■ Tarefa proposta 1 ■
Devolva todas as linhas dos registros que tenham a palavra "black". Maiúsculas e minúsculas fazem diferença.

■ Trecho do documento ■
--*--
Organizações brasileiras intensificam a contratação por competências, substituindo os currículos tradicionais por análises objetivas de entregas, vivências práticas e potencial. A lógica desloca foco do diploma para habilidades aplicadas, avaliando como candidatos resolvem desafios reais e se adaptam.

Segundo Joel Dutra, professor da FIA, Fundação Instituto de Administração, esse modelo promove integração cultural, reduz ruídos iniciais e assegura profissionais mais preparados para demandas organizacionais complexas e colaborativas. “A transição responde às transformações digitais, novas carreiras emergentes e maior exigência por diversidade e inclusão dentro das corporações”, justifica.
O docente ainda reforça que grandes empresas estruturam entrevistas por competências, utilizando roteiros, perguntas objetivas e métricas de desempenho para garantir decisões transparentes. “O uso responsável de inteligência artificial complementa a análise humana, eliminando vieses e promovendo alcance mais abrangente no recrutamento”, completa.
De acordo com Dutra, “o objetivo é oferecer uma visão equilibrada, reunindo perspectiva acadêmica crítica e experiências práticas. Esse cenário reforça importância estratégica de alinhar contratações à cultura organizacional, ao desenvolvimento sustentável e às necessidades futuras”.
Habilidade é passageira. Competência gera resultados
“Não contratamos habilidades isoladas, contratamos competências”, afirma Dutra, enfatizando entregas consistentes como medida principal. Ele diferencia as duas definições: “Habilidade é passageira; a competência representa capacidade sustentada de gerar resultados diante de mudanças constantes e complexidade crescente.”
O professor da FIA ainda ressalta que poucas organizações abandonaram exigência de educação formal. “Trata-se de uma referência relevante em diversos segmentos brasileiros contemporâneos”, explica.
--*--
■ Dados fornecidos ■

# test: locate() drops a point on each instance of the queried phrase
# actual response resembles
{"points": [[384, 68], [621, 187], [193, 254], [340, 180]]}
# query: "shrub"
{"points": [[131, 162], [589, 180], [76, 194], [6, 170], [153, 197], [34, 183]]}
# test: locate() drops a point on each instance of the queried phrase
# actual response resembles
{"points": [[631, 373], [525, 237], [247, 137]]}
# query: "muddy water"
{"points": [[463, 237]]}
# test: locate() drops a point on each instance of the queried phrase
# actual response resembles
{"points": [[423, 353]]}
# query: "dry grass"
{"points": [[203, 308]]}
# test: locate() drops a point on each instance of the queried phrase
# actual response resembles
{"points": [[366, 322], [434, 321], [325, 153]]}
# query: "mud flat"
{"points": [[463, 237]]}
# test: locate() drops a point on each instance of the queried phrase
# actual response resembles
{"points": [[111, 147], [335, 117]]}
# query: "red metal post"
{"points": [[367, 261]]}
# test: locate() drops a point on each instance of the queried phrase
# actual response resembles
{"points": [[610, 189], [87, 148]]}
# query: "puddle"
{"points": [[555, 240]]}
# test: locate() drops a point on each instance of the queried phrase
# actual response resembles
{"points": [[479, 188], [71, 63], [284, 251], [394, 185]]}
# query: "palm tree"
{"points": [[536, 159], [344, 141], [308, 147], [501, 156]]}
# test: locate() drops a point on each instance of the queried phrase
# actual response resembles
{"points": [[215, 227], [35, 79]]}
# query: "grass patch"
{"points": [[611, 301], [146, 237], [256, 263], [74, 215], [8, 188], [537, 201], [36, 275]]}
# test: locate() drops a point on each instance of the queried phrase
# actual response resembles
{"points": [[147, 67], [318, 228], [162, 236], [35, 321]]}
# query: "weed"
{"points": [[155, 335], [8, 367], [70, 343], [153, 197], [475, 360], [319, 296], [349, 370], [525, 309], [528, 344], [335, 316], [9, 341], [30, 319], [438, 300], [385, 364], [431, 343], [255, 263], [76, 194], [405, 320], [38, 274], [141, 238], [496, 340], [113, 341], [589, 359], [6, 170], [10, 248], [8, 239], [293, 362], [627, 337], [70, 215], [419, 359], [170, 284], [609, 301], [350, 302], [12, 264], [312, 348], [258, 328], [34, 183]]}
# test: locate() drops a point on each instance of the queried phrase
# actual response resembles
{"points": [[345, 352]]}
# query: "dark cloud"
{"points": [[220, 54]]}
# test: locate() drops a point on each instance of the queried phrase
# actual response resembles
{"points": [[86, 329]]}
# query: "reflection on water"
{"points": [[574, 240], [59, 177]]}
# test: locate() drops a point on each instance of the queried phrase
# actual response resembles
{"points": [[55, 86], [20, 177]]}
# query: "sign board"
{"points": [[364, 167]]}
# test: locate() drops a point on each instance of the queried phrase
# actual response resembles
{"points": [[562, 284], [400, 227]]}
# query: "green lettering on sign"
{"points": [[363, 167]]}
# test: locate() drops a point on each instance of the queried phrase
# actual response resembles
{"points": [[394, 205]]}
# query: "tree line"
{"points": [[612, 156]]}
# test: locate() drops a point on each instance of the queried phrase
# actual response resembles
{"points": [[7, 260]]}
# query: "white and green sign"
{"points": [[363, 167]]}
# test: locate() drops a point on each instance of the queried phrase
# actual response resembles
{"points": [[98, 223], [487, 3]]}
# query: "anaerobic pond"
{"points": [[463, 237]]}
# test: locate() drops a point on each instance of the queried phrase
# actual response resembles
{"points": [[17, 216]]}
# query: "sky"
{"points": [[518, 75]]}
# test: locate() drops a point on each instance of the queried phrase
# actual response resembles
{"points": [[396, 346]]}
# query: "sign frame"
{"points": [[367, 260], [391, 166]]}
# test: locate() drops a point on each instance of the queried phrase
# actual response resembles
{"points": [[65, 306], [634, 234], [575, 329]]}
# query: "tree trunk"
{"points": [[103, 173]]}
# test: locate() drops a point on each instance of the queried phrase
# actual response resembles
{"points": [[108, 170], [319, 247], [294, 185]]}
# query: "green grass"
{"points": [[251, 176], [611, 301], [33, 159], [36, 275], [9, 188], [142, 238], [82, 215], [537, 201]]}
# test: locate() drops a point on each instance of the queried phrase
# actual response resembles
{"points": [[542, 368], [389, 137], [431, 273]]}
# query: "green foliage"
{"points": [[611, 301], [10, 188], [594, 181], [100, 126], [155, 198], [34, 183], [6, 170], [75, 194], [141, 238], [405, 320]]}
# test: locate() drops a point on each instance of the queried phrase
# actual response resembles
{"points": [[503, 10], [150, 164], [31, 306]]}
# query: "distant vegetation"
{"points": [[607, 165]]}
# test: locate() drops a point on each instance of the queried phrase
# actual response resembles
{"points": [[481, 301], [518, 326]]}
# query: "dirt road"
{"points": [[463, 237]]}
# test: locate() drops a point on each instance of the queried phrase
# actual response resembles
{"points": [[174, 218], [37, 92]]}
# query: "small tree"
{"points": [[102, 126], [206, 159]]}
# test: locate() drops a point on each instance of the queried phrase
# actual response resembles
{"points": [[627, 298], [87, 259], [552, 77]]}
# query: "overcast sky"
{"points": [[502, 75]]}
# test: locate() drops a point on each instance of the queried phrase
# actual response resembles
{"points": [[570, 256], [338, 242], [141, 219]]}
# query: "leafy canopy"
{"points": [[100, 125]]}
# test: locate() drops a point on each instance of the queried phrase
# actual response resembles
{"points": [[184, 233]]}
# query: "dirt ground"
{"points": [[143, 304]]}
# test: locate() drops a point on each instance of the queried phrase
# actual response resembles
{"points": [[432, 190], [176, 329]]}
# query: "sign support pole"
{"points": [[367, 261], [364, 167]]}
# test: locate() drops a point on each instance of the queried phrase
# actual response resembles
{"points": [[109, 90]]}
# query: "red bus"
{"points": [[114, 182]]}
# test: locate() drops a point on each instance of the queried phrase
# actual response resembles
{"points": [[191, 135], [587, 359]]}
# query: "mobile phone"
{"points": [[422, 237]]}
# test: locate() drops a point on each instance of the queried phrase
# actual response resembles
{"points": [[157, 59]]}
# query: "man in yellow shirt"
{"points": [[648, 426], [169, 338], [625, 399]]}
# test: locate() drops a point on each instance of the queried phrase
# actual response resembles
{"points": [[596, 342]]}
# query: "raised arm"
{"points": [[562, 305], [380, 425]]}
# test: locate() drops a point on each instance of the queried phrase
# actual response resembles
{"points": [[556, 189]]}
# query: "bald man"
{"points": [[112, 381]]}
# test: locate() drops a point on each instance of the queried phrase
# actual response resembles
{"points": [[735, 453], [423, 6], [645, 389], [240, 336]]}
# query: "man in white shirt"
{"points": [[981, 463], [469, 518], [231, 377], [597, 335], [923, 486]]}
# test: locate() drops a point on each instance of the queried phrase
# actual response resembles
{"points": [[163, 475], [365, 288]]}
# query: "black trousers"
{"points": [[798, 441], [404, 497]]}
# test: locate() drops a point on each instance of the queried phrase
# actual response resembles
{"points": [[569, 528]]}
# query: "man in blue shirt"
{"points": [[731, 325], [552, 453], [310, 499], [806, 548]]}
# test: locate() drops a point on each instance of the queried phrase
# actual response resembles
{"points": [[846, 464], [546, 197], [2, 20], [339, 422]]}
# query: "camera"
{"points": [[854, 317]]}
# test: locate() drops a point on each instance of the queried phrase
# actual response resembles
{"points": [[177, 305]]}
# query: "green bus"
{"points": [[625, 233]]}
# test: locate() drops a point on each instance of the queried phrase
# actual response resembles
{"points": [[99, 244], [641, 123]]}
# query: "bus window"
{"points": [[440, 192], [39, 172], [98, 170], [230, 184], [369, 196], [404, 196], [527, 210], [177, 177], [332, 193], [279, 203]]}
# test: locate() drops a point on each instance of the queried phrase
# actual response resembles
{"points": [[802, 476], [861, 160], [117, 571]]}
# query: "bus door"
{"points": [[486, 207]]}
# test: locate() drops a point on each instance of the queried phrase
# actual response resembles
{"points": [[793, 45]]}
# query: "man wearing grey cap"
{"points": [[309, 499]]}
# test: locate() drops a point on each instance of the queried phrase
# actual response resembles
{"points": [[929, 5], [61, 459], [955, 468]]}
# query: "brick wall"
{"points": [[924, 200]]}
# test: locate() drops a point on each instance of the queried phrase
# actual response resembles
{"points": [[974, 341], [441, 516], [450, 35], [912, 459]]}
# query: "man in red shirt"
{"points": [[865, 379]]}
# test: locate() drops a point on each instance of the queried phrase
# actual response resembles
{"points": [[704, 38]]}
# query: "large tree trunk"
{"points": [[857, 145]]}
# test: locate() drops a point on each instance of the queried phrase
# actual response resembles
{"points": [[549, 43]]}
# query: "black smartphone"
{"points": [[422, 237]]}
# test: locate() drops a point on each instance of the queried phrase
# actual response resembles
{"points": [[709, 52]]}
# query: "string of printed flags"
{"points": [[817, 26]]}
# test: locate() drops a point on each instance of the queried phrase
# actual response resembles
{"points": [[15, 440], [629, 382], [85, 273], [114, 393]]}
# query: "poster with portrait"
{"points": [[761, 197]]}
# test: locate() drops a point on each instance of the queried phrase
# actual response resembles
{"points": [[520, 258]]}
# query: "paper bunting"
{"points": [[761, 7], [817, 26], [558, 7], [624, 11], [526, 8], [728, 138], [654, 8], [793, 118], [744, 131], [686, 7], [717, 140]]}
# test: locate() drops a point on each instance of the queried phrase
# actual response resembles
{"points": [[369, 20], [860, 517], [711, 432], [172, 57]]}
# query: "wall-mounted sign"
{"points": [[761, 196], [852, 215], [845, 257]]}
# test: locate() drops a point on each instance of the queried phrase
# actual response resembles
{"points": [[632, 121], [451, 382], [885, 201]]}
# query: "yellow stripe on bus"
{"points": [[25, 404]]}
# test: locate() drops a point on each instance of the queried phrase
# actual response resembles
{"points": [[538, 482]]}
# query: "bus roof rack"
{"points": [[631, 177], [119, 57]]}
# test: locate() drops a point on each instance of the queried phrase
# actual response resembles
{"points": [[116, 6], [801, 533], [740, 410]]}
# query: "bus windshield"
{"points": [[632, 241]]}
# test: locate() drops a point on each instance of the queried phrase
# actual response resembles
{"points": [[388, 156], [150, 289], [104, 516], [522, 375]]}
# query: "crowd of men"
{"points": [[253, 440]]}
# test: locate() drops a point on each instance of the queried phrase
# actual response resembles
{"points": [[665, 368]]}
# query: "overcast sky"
--*--
■ Tarefa proposta 2 ■
No texto sobre contratação por competências, em que instituição Joel Dutra é professor?

■ Resposta comentada 1 ■
# query: "black trousers"
# query: "black smartphone"

■ Resposta comentada 2 ■
Na FIA, Fundação Instituto de Administração.